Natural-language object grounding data
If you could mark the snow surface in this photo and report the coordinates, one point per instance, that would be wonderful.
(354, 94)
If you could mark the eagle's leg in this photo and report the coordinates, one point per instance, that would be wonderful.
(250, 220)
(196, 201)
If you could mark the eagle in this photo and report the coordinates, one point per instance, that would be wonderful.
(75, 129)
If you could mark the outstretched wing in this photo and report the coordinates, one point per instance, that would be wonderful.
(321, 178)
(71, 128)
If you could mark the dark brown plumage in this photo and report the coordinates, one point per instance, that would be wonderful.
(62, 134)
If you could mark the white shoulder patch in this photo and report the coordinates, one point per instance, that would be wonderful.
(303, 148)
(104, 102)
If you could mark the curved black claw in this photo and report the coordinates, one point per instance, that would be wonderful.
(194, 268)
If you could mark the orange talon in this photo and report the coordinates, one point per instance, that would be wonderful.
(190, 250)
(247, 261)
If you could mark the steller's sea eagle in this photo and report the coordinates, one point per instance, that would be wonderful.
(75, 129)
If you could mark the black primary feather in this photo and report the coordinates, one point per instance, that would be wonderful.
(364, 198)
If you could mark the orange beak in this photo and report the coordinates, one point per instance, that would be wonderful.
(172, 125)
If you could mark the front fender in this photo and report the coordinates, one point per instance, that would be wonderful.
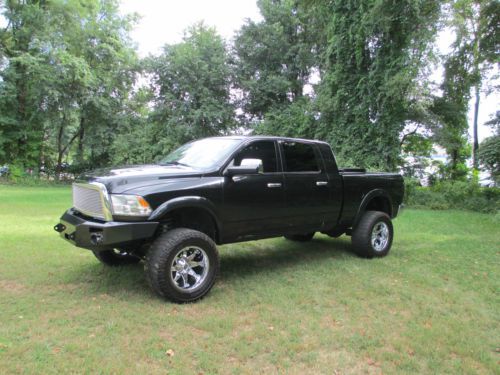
(184, 202)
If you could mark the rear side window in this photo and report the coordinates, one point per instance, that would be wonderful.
(300, 157)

## WHAT NEEDS TO BE DONE
Please restate the entries word for word. Skip the pictures.

## OUTPUT OF THE TASK
If you could mark the snow surface in this photo and report the coordinates, one point per instance, that would be wonderful.
(354, 94)
If you could mark the eagle's leg in this photo and report the coordinates, one point per instance, that would be wonderful.
(250, 220)
(196, 201)
If you could mark the eagle in this photo and report the coordinates, one point per instance, that would be wonderful.
(75, 129)
If you could mark the outstretched wing in this photo and report the coordinates, one point per instance, that would be wonderful.
(321, 178)
(71, 128)
If you could mark the dark brown plumage in this photo and report the coordinates, one point per instance, that would be wonderful.
(62, 134)
If you could mark the white shoulder patch in this photo and report the coordinates, one point per instance, that would be wonderful.
(303, 148)
(104, 102)
If you could mark the curved black claw in this photo and report the coordinates, one point per instance, that would be wonderful.
(194, 268)
If you could mark the orange talon in this photo and report the coordinates, one point per instance, that would be wonderful.
(190, 250)
(247, 261)
If you could mark the steller's sea eagle in this photo and report the coordinates, one point per instance, that would be wonderful.
(75, 129)
If you could mark the black primary feather in this photo and report the coordinates, one point per instance, that would be wonderful.
(364, 198)
If you could mark the orange beak in this photo and report the coordinates, one point per instance, that would be wonderful.
(172, 125)
If you could mark the front fender in this photo and report the coordinates, one point per instance, that would be wonderful.
(184, 202)
If you could mark the rear side window in this photo and report the coordinates, one point per instance, that would be wonderful.
(300, 157)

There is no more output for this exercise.